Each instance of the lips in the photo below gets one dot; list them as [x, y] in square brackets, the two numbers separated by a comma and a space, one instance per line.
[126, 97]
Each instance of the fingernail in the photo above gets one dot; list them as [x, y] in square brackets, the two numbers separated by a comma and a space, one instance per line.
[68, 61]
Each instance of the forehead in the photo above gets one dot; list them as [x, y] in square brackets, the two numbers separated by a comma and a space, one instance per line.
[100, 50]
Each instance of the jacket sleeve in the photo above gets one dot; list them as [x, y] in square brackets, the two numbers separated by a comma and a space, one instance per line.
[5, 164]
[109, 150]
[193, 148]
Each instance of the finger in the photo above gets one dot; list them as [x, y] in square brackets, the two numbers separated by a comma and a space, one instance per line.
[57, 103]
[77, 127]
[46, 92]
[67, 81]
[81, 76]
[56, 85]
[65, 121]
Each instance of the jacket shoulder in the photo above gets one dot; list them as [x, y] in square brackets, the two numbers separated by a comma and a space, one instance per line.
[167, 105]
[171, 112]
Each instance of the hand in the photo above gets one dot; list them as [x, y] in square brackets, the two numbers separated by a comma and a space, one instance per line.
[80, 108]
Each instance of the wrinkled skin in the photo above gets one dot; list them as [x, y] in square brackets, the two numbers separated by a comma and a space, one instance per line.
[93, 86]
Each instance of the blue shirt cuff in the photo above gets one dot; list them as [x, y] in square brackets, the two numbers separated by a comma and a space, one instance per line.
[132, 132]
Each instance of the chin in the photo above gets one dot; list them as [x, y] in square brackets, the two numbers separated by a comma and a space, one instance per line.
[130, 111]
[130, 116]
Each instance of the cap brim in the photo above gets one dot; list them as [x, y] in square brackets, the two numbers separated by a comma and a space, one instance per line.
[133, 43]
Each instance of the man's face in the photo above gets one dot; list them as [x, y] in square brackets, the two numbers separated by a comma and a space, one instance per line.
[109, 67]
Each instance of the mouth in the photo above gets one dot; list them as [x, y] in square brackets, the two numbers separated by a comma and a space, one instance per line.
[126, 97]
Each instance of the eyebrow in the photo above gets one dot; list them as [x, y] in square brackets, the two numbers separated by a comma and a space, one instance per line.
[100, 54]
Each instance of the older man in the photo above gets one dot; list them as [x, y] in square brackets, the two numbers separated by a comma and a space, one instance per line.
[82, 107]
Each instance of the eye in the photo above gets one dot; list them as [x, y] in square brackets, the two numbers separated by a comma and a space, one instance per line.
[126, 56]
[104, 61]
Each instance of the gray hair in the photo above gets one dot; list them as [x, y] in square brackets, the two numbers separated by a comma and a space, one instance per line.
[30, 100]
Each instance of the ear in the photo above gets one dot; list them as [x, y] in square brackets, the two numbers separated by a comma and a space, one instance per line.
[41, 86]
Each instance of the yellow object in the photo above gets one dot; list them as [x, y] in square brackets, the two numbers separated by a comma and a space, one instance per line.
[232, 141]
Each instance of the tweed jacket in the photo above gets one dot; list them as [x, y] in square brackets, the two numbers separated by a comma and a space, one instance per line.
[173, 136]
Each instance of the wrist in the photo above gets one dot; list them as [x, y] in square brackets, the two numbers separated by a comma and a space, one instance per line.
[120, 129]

--

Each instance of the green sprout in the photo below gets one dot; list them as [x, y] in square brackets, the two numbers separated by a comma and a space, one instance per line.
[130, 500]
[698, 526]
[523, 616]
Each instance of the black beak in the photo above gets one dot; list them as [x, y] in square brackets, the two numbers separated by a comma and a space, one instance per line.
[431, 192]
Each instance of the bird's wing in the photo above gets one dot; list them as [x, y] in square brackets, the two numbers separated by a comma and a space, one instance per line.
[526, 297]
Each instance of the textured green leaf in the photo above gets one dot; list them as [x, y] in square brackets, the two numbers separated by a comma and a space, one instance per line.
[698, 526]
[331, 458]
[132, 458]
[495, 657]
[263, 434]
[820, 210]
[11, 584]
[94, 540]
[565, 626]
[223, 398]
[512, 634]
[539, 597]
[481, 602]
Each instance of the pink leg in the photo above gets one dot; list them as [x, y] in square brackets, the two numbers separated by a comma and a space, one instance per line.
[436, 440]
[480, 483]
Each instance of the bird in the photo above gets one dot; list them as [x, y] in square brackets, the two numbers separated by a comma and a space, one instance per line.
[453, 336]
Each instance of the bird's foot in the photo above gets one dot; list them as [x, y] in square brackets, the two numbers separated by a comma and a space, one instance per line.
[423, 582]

* * *

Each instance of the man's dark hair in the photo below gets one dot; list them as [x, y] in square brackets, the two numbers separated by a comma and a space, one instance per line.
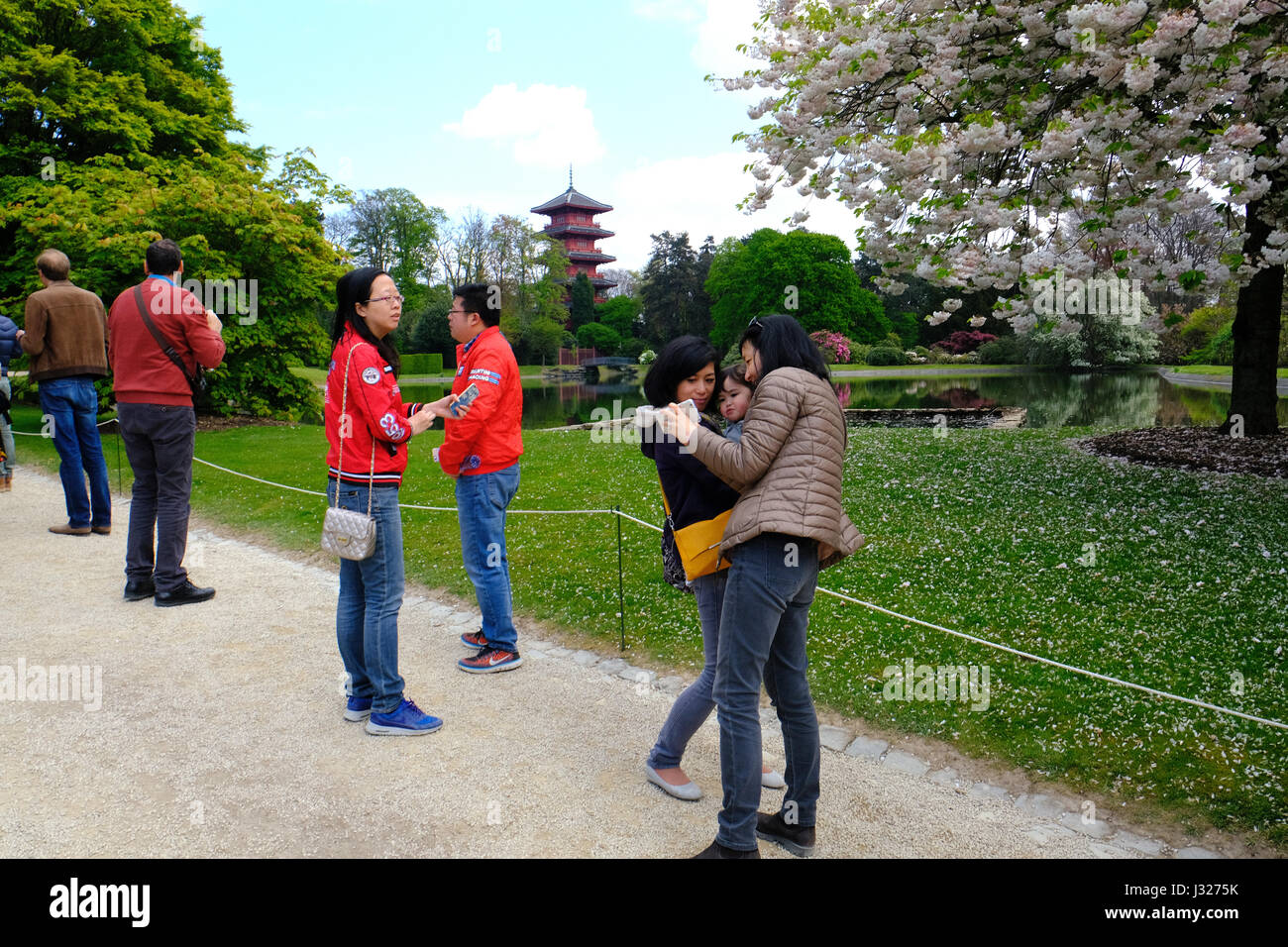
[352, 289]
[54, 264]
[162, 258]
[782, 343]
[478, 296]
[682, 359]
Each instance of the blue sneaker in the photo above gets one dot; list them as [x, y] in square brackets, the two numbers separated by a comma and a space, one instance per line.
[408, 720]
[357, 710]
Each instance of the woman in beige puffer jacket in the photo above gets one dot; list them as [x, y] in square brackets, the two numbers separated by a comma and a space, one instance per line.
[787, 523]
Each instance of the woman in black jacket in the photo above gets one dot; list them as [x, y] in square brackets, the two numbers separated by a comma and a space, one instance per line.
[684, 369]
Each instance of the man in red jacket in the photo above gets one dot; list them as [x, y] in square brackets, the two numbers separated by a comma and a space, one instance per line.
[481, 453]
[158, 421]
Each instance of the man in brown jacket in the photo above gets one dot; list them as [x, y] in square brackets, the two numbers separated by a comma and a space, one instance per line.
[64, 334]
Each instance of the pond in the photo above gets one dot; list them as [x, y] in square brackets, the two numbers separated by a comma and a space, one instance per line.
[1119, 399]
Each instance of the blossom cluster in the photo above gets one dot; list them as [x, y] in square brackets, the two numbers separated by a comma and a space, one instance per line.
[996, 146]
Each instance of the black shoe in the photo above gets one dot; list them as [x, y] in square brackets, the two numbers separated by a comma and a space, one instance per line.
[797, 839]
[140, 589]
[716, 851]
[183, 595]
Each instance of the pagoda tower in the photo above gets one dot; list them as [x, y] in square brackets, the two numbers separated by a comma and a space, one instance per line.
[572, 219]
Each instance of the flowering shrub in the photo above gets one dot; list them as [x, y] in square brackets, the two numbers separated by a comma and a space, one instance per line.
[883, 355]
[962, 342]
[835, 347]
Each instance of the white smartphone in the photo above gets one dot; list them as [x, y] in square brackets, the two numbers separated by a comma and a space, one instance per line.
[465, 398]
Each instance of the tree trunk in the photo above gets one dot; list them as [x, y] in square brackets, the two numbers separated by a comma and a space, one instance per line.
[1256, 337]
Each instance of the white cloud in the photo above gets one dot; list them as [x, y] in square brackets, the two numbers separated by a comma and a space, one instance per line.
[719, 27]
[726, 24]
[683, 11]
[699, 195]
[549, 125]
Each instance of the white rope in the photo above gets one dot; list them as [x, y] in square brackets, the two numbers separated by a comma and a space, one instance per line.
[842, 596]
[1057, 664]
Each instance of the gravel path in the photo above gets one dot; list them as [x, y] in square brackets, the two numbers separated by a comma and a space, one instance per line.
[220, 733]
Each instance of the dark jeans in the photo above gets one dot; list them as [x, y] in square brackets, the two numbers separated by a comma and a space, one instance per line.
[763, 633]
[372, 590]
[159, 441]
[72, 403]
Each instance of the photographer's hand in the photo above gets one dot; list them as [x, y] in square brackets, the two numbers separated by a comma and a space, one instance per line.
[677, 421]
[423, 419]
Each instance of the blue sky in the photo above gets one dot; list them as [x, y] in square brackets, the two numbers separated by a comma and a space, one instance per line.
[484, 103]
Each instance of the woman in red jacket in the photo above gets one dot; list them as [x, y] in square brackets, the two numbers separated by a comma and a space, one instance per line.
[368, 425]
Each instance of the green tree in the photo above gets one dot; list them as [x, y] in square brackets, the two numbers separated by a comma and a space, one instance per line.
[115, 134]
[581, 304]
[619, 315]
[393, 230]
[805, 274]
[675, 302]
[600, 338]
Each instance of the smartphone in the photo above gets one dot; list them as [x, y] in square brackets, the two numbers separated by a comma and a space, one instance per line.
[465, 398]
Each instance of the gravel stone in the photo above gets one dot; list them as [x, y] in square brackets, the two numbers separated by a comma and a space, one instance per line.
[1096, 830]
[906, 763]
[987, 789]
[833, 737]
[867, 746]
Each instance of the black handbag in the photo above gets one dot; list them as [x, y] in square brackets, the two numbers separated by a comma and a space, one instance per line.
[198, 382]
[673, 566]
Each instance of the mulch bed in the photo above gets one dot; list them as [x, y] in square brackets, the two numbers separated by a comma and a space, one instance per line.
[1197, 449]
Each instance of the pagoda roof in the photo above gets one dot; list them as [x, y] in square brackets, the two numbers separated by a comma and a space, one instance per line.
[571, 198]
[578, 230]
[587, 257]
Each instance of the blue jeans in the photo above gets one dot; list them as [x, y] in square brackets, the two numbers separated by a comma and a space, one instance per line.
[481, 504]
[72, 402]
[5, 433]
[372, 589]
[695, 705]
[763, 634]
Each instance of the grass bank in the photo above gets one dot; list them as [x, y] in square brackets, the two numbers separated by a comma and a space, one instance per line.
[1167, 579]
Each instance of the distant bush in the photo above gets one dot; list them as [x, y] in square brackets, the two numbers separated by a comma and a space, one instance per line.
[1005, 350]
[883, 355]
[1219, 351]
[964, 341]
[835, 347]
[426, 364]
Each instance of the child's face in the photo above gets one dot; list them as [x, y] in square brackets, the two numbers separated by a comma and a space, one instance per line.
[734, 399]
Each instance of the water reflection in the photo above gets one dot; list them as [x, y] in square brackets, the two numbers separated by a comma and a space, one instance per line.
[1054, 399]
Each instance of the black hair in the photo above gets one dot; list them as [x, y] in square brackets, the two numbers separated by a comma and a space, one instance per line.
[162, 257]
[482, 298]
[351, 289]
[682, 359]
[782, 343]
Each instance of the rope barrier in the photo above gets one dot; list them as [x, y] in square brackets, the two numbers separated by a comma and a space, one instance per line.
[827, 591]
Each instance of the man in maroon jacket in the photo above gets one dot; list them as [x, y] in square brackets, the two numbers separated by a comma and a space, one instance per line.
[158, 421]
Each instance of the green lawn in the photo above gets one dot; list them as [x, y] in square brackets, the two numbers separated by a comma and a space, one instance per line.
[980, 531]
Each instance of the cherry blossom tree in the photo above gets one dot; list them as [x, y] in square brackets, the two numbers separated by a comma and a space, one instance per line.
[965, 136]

(What is asked):
Pick out every line of the entries above that contains the word "green" and copy each such line in full. Only matches with the same letter case count.

(Answer for this exercise):
Each instance of the green sprout in the photo below gets one dot; list them as [x, y] in square brackets, the two numbers separated by a comma and a space, one instance per line.
Each instance of the textured green leaf in the photo above gets one dot; list them as [x, y] in square brackets, the two numbers separated by a comma and a space, one instance per line.
Each instance of the green tree in the photo above gets one dot; list them as [x, y] in square brackets, the two numbers separated by a comma and a space, one instance per line.
Each instance of the green lawn in the photo above gets one dot; list them as [x, y] in square brackets, the two numbers separated by a comma and a space, one instance per line.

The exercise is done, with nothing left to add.